抜粋本文:

────────────────────

El librero la Fontana・ホンタナ氏の本棚

人生の最後を一番美しく過ごすのは、いつの日か、田舎、といっても町からあまり離れていないところに隠居し、今までに愛読した何冊かの本を、もう一度、書き込みなどしながら読み返すことだ。           (アンドレ・モーロワ「私の生活技術」より)

正義の弧(上・下)

ハリー・ボッシュ シリーズ最新刊に歳月を感じる

姪の結婚式で石垣島へ。その旅路に読み始め没頭

「BOSCH:ボッシュ」シリーズは第一作「ナイト・ホークス」原著刊行が1992年1月、コナリー35歳、ボッシュは1950年生まれの設定で当時40代前半、訳者の古沢氏は34歳、読者の私は35歳。つまり、作者も訳者も読者もほぼ同年代で少し年上のボッシュの活躍を追いかけてきたわけだ。ボッシュも70代、膝は手術をしたようだし、この巻では白血病であることもわかった。ボッシュの30年をこの3年でずっと読み続けてきたことになる。ついに未読のボッシュはなくなってしまった。

ここ最近は、DNAを中心とした新しい捜査方法で古い未解決事件が解決するというパターンが多いが、そんなケースでも結局はボッシュの(そしてバラードの)勘や正義感なしでは物語は動いていかないわけで、結局は「人」なんだなと、あらためて思う。

 

テスカトリポカ

ナルコス+アステカ+臓器売買

メキシコ麻薬戦争+世界のナルコス(=ドラッグ・マーケット)、そこに関わる日本人、そんな群像をフィクションで読む。フィクションながら、いやフィクションだからこそ、以前読んだドキュメンタリー「ナルコスの戦後史」↓をよりリアルに感じられる。

そこに、ラテンアメリカ特有の征服民・被征服民という構造がからんで、アステカの怨念が混乱する社会を作り出していく。実際問題として、人種間の混淆がすすむラテンアメリカにおける人種問題は、日本人には想像がつかない。

と、聴いていたら舞台は日本へ。メキシコを逃れて流れ着いた女性が産んだ混血のコシモとメキシコ麻薬戦争で敗北を喫して脱出してきた男が日本で出会う。その出会いには東南アジアにおける臓器売買というブラックビジネスが関わっている。

臓器売買における「心臓」と、アステカのいけにえの「心臓」を捧げるところがシンクロする。と、まあ、荒唐無稽にはなっていくものの、裏社会のビジネス繁栄のうらに滅亡したアステカの呪いを重ね合わせてつきすすむクライム・エンターテインメント。

南米の征服された民族のうらみつらみが現代社会に犯罪として吹き出ている、というアイデアは初めてきいたが、そういう説があるのかないのか・・・・。(直木賞受賞作)

────────────────────

(保存済みデータセット項目)
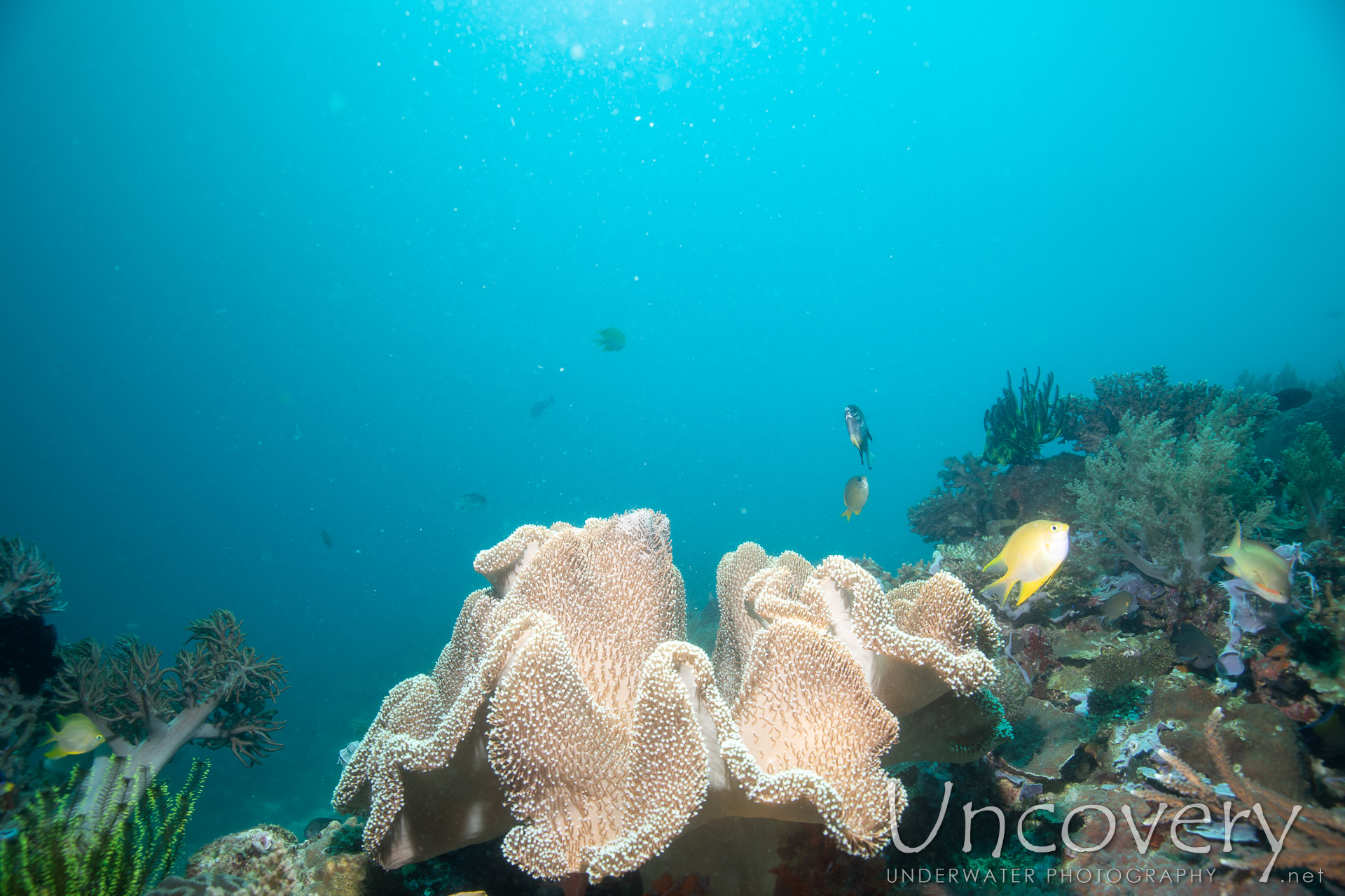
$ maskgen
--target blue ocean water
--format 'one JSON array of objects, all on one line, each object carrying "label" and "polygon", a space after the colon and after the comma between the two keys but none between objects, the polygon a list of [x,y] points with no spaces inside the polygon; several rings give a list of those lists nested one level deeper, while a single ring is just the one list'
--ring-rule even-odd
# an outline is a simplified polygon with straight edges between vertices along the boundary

────────────────────

課題の要件:
**a.** 抜粋本文のうち、「臓器売買における「心臓」と、」から「か・・・・。(直木賞受賞作)」までを、両端の語句も含めて一字一句そのまま返してください。
**b.** 抜粋本文をもとに、次の問いに答えてください。
(i) 「ナイト・ホークス」の原著が刊行されたのはいつですか。
(ii) ボッシュは何年生まれという設定ですか。
(iii) 「テスカトリポカ」は何という賞の受賞作ですか。
**c.** 本の感想をつづった抜粋本文を、最後の文のあとから続けて書いてください。
データはこの作業には関係しません。

課題別の出力:
**a.**
臓器売買における「心臓」と、アステカのいけにえの「心臓」を捧げるところがシンクロする。と、まあ、荒唐無稽にはなっていくものの、裏社会のビジネス繁栄のうらに滅亡したアステカの呪いを重ね合わせてつきすすむクライム・エンターテインメント。

南米の征服された民族のうらみつらみが現代社会に犯罪として吹き出ている、というアイデアは初めてきいたが、そういう説があるのかないのか・・・・。(直木賞受賞作)

**b.**
(i) 1992年1月
(ii) 1950年
(iii) 直木賞

**c.**
ロバート・オッペンハイマー 愚者としての科学者

Prudentでないこと

アカデミー賞を獲得した映画「オッペンハイマー」を近日中に鑑賞予定。あえて、この映画の原作ではなく、日本人(九州大学出身の物理学者・著述家)が書いた評伝を読んでみた。オッペンハイマーの頭の回転の良さと、prudentでないこと(無邪気さ)の組み合わせがくっきりと描かれており、人生においてprudentでないことの良し悪しを考えさせられる。

Prudent=いい意味では慎重で思慮深いさま、であるが、ここでは「世知に長けていること」「計算高いこと」。オッペンハイマー自身はprudentでないことが美徳であると考えていたように読める。

世間のprudentに充ち満ちた政治家や科学者との関わりの中で、pure?naive?なオッペンハイマーが、原爆を作り、広島・長崎に落とすことを阻止もできず、結局は核に充ち満ちた今の地球を生み出したことの皮肉。

それにしても終戦の一カ月前にやっと実験に成功して、そのすぐあとにボロボロの日本に2発も落とす必要性はどう考えてもなかった。特に、2発目はプルトニウム型を実験したとしか思えない。

日本人としては、そこまでがすべてで、その後の水爆反対やレッド・パージは正直どうであろうと、許せないことに変わりはない。のほほんと映画を見に行っていいものか少し迷う。無邪気な科学者でも結果責任から逃れることはできない。

オッペンハイマーは巧妙な人間操縦の手腕をふるったのではなかった。オッペンハイマーの武器は、迅速果敢、的確無比の理解力であり、おどろくべき記憶力であり、絶えず議論を最も重要な地点に押し戻し集中する確かな感覚であった。そして、他人の窮極的な善意を信じるオッペンハイマーのナイーヴさが、他人を操作する術策に代わる薬を見事に果たすのを、サーバーは新鮮な驚きをもって見守った。(P182)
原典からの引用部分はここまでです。